## DIRECTIONS FOR THIS TASK
Set down everything in the Nepal tourism text from "Nepal Tourism Year" down to "including eco-cultural tourism.", word for word.

## TEXT SECTION
○ ○ ○ ○ ○

Nepal Tourism Year 2011

In 1998, Nepal came up with its first campaign to promote a cohesive national tourism policy with the launch of the Visit Nepal destination year. Although the then Prasai Commission findings had projected nearly 1 million tourists by end of the decade that was not to be, despite earnest and sincere efforts put in by dynamic tourism entrepreneurs such as Prabhakar Shamshere Rana, late Harka B. Gurung, Tek Chandra Pokhrel, Prajapati Prasai, Bhola Thapa, and the brothers Karna and Yogendra Shakya. Today Nepal is receiving an increased surge of tourists, though Nepal Airlines has curtailed services to fewer than a dozen countries given slackened economic growth, lack of international investment in the tourism infrastructure, and inability to find alternate tourism engagement modes including eco-cultural tourism.

The remarkable fact is: in Visit Nepal 1998 year, the country did get nearly 180,000 tourists and the national carrier (then Royal) Nepal Airlines Corporation had branched its international aviation routes to more than three dozen international destinations bringing in droves of Western tourists directly to Beautiful Nepal. However, by 2010, a younger generation of tourism entrepreneurs had taken over in Kathmandu, most of them sons and daughters of the aforementioned visionary entrepreneurs having active links to PATA, IATA, Chinese and Indian, and Asia-Pacific travel trade counterparts. Many of them are Western educated MBAs. To support them, Nepal Tourism Board is providing marketing promotion and channeling foreign tourism boards on a direct and routine basis.

○ ○ ○ ○ ○

## COLLECTED MATERIAL
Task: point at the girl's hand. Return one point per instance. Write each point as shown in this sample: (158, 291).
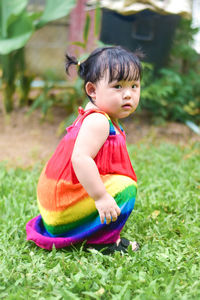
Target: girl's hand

○ ○ ○ ○ ○

## SOLUTION BELOW
Nepal Tourism Year 2011

In 1998, Nepal came up with its first campaign to promote a cohesive national tourism policy with the launch of the Visit Nepal destination year. Although the then Prasai Commission findings had projected nearly 1 million tourists by end of the decade that was not to be, despite earnest and sincere efforts put in by dynamic tourism entrepreneurs such as Prabhakar Shamshere Rana, late Harka B. Gurung, Tek Chandra Pokhrel, Prajapati Prasai, Bhola Thapa, and the brothers Karna and Yogendra Shakya. Today Nepal is receiving an increased surge of tourists, though Nepal Airlines has curtailed services to fewer than a dozen countries given slackened economic growth, lack of international investment in the tourism infrastructure, and inability to find alternate tourism engagement modes including eco-cultural tourism.